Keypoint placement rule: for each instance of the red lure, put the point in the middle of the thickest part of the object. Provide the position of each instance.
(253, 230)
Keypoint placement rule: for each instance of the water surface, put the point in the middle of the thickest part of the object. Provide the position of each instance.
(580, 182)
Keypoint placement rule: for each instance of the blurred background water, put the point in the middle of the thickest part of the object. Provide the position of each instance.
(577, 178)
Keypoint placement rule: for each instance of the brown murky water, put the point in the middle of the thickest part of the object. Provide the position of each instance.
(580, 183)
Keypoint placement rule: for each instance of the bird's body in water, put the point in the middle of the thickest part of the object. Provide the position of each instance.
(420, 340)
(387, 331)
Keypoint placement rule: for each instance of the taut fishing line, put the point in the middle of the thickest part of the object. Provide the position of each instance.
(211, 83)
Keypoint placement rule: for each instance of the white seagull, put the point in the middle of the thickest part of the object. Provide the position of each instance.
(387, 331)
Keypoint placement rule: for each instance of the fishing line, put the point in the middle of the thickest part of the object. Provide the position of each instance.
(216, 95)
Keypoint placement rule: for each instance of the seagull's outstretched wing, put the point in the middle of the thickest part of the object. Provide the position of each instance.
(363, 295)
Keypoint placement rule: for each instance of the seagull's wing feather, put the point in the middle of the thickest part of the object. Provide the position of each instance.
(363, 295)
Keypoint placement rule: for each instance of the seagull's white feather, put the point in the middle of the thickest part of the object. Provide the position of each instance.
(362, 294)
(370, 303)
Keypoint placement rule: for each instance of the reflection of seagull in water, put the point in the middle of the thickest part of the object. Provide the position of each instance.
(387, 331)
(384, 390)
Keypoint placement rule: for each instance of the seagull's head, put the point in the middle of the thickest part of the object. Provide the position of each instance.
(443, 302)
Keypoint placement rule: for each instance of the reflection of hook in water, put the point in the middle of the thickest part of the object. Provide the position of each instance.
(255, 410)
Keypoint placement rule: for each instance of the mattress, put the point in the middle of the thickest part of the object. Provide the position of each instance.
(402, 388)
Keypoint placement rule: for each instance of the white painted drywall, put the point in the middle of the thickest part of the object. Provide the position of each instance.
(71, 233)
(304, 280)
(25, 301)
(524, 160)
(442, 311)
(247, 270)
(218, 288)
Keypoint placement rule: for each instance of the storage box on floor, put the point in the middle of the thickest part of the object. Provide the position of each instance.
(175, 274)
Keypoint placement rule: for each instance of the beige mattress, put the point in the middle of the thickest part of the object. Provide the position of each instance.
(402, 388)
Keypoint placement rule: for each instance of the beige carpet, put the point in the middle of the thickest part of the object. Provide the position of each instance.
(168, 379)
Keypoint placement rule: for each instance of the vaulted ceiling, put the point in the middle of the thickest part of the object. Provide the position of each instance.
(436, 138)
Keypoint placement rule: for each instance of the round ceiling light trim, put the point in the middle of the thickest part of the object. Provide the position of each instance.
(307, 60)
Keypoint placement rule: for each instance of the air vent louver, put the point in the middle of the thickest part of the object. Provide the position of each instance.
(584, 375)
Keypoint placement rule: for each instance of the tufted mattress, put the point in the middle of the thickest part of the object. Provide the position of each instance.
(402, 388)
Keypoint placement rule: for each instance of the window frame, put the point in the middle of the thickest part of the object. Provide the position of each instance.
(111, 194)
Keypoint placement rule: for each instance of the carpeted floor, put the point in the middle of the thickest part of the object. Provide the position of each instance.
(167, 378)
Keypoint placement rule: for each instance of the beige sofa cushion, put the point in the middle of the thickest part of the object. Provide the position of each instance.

* * *

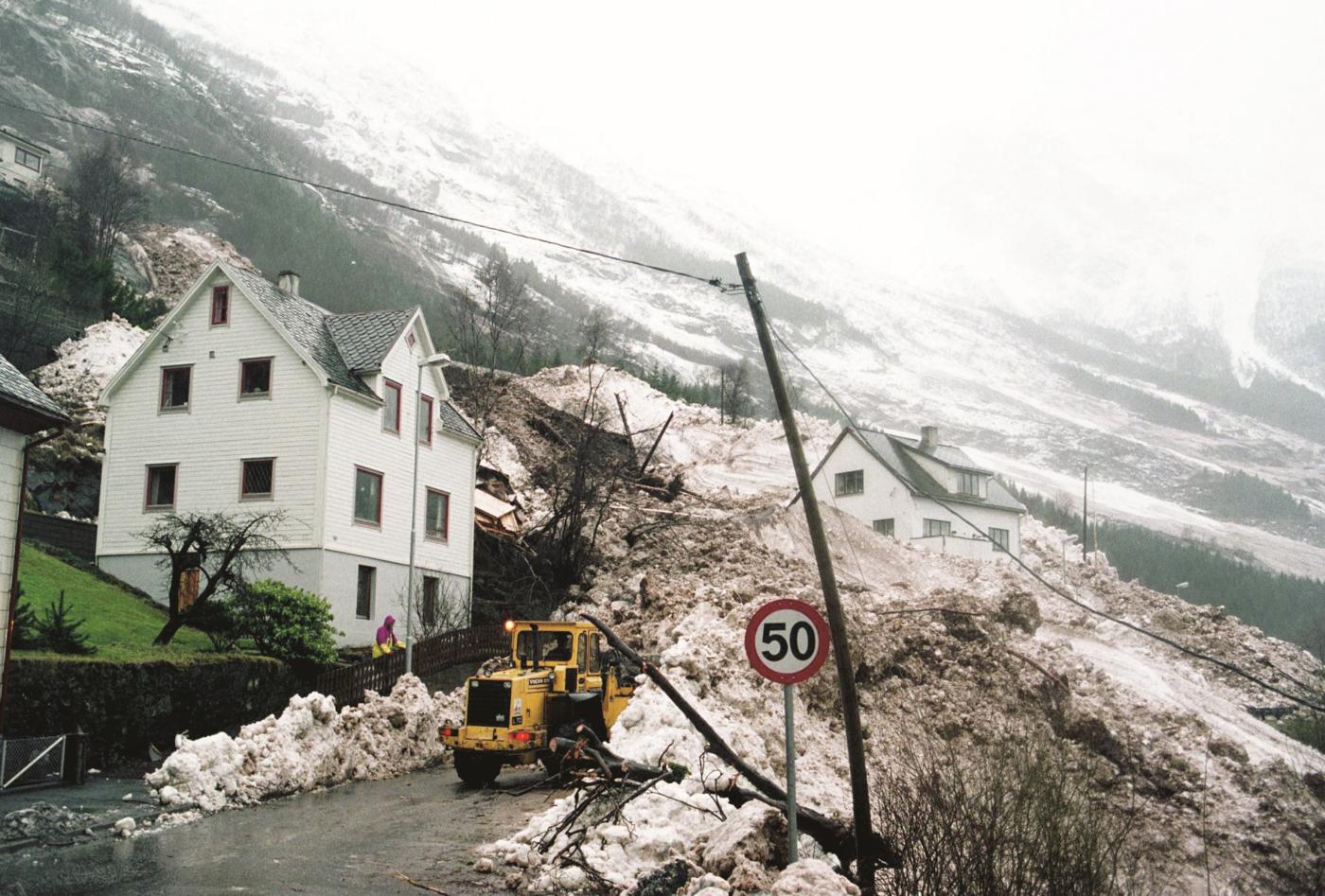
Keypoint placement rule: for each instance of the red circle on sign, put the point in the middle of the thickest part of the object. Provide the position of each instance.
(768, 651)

--- ACTIVITY ---
The lines above from the one with "Keypoint placement rule: for each instance of the air" through the one with "Keypoint placement rule: for each instance of the beige sofa" are to be duplicated exactly, ends included, with nothing added.

--- TASK SOLUTION ---
Keypoint placement rule: for each instance of the air vent louver, put the point in the middle of the thickest part of the object. Provide the position of each instance.
(584, 375)
Keypoint placement rule: for each instance of the tufted mattress, put the point in the middle of the thickest part of the object. Provide the position of each instance.
(402, 388)
Keypoint placement rule: for each instance of the window frame, put the point in the middle of the thickest part of the object. Provide the position of each instance.
(111, 194)
Keypoint placement rule: for each instance of the carpeted floor, put the point in the middle of the thickest part of the object. Provide the position of each instance.
(167, 378)
Keypoint placement rule: for each instance of the beige sofa cushion, put the point in the middle of the thickest part of the object. Provide the position of each instance.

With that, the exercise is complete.